● DOCUMENT EXCERPT
==========
The FT columnist is simply wrong, both intellectually and practically, and as the Montcoal tragedy just showed us, actual union-busting, of the sort practiced by Massey, can be fatally wrong -- and it is always morally reprehensible.
When unions strive to protect American workers and jobs and eliminate unfair trade practices, that is not being anti-growth and it is certainly not protectionism. It's just the opposite.
American workers are still the most productive in the world, and when they are able to compete on level playing fields, they and the companies they work with thrive -- and the nation prospers. And this is what our economy largely did, from the end of the Second World War until the early '80s, as a generally even balance existed among and between corporate America's responsibilities to its shareholders, employees, customers, communities and the nation.
But then the three plagues of 'trickle down economics,' excessive compensation, and unbridled and unfair globalization came together, and for thirty years 90 percent of workers in America have largely been standing still earnings-wise and millions of jobs have been shipped overseas. Average household income hasn't changed a bit for 10 years, and for the bottom 60 percent of wage earners it hasn't changed for more than 20 years.
==========
Data items
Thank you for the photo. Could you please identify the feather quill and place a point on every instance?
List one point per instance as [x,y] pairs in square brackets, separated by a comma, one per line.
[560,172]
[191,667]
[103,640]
==========
● AIM OF THE EXERCISE
From the passage on unions and the American economy, print the portion that opens with the words containing "When unions strive" and closes with "and the nation.".

● RESPONSE FOR THIS EXERCISE
When unions strive to protect American workers and jobs and eliminate unfair trade practices, that is not being anti-growth and it is certainly not protectionism. It's just the opposite.
American workers are still the most productive in the world, and when they are able to compete on level playing fields, they and the companies they work with thrive -- and the nation prospers. And this is what our economy largely did, from the end of the Second World War until the early '80s, as a generally even balance existed among and between corporate America's responsibilities to its shareholders, employees, customers, communities and the nation.